---------- MATERIALS PROVIDED ----------
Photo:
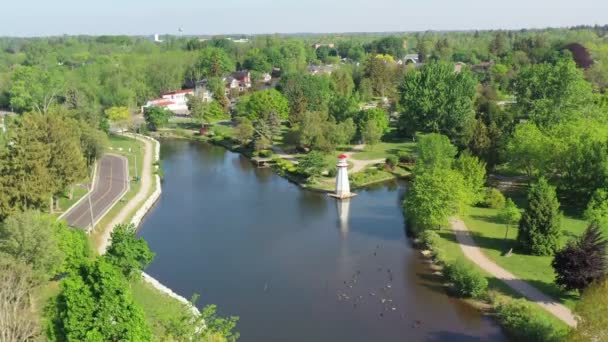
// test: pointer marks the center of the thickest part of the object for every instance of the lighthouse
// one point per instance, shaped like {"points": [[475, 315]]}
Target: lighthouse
{"points": [[342, 184]]}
----------
> _SET TASK_: List every line above that contains the word "lighthouse".

> _RESULT BELOW_:
// test: pointer marks the center of the thickest part of the object for every instance of the lighthouse
Target: lighthouse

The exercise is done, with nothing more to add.